* STATED TASK 1:
Replace "gray hair" with "white hair" in the records, covering everything from the line containing "Q: I'm looking for the man" down to the end of the records, and return those lines with nothing else changed.
======== TEXT
Developing a Model with CyberGIS-Compute

This section walks you through converting a Jupyter notebook to a model for CyberGIS-Compute. The examples use Python for simplicity, but Compute supports arbitrary software and languages.

Tip

If you haven’t already, we highly recommend starting with the notebooks in the Pysal Access Compute Example (specifically IntroToCyberGIS-Compute.ipynb and ContributingAModel.ipynb) which are available:

The CyberGIS-Compute-Examples repository also has a guided walkthrough for creating a CyberGIS-Compute model with three simple examples.

We recommend these notebooks first to get some hands-on experience with CyberGIS-Compute before diving into making your own model!

What are the stages of your model?

First, ask yourself, what are the different steps/stages of my model? CyberGIS-Compute offers flexibility by providing a pre processing stage, executation stage, and post-processing stage. Some examples of how you can use those stages are:

  • [Pre] Install packages with Pip –> [Main] Run a model in Python (this model!)
================
======== DATA ENTRIES
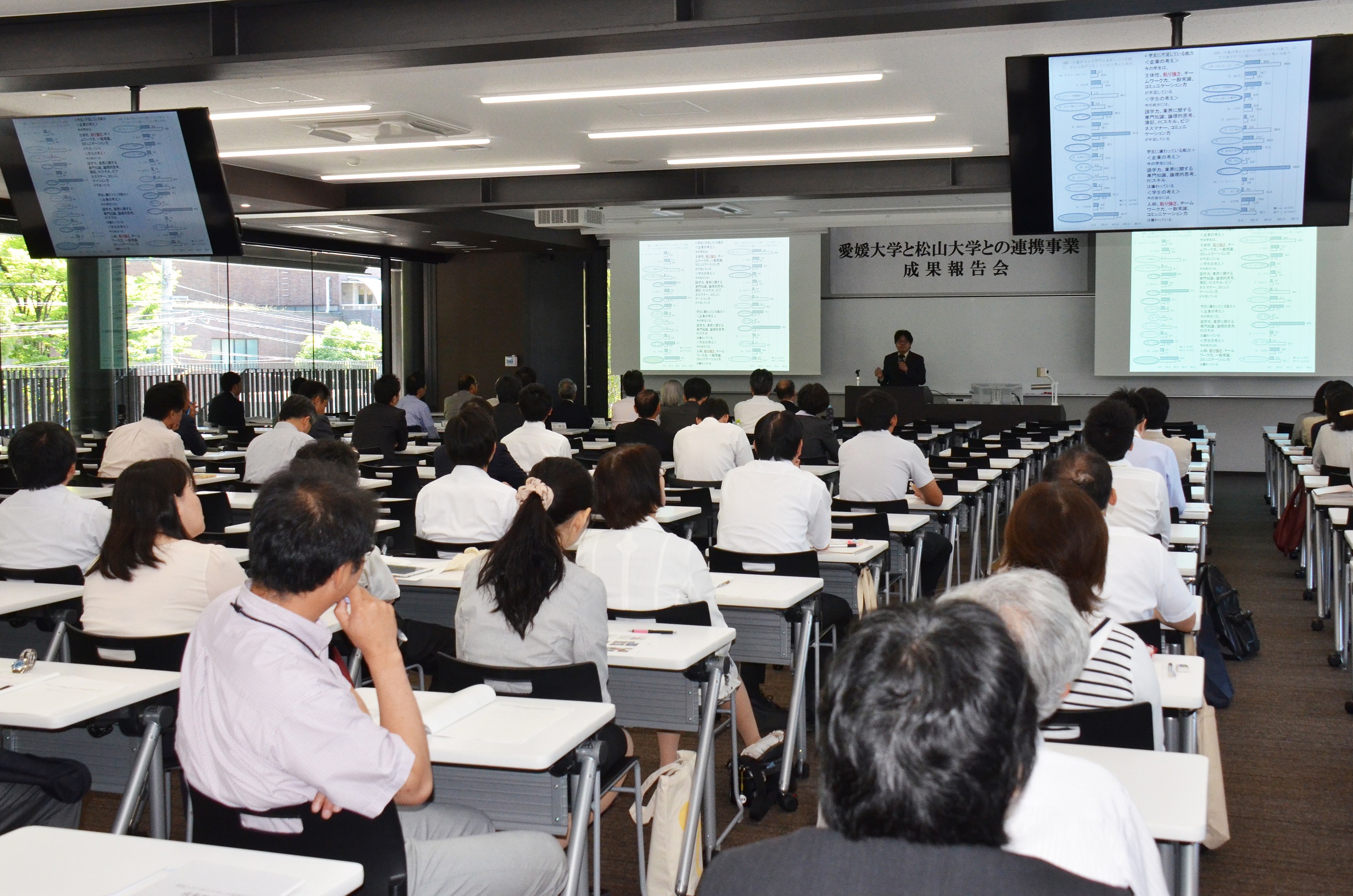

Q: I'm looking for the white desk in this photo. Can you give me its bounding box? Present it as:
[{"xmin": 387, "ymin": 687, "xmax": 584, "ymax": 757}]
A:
[{"xmin": 0, "ymin": 826, "xmax": 362, "ymax": 896}]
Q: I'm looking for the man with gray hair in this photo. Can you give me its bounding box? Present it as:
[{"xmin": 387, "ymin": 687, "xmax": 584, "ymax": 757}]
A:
[{"xmin": 939, "ymin": 568, "xmax": 1169, "ymax": 896}]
================
* STATED TASK 2:
Write the next part of the text on developing a model with CyberGIS-Compute, picking up right after its last line.

* TASK RESPONSE 1:
Q: I'm looking for the man with white hair in this photo. Can you give me its bounding box? Present it as:
[{"xmin": 387, "ymin": 687, "xmax": 584, "ymax": 757}]
A:
[{"xmin": 939, "ymin": 568, "xmax": 1169, "ymax": 896}]

* TASK RESPONSE 2:
  • [Pre] Compile code –> [Main] Run the model –> [Post] Manage/analyze the model outputs

  • [Pre] Download data –> [Main] Analyze the data

It is best to have each stage contained within a single script/line (i.e. python my_model.py or bash run_the_model.sh) for simplicity.

Notebook to Script/Nbconvert

If you already have your code as a script that can run, this part is mostly done! If you have it as a Jupyter notebook, this section talks about converting that to an executable script.

You can use nbconvert to convert your notebook to a script. Note that any lines with bash (“!<bash command>”) and ipywidgets won’t run correctly as a script. The command line syntax (docs here: https://nbconvert.readthedocs.io/en/latest/usage.html) for nbconvert looks like:

jupyter nbconvert --to FORMAT notebook.ipynb

Alternatively you can do this in Jupyterlab. Open the notebook, go to “File”, then “Save and Export Notebook As…”, then select “Executable Script.” This will allow you to download the notebook as a .py Python script.

A screenshot of the JupyterLab interface exporting a notebook.

A screenshot of the JupyterLab interface exporting a notebook.

To test your script, you can run it in the command line with:

python <your script>.py

Note that your python environment will need all of the necessary packages to fully run the program.

Getting Results from Compute

For simple output, you can use the SLURM logs. If you print the necessary output information in your script, it will be displayed in the job’s SLURM logs.

These logs will be saved in the output folder that you can download with the UI. When you download this folder after your job runs, there will be a subfolder titled slurm_logs. In that folder, there will be a job.stdout file with the SLURM logs in it.

A screenshot of the "Download Job Results" tab in the Compute UI.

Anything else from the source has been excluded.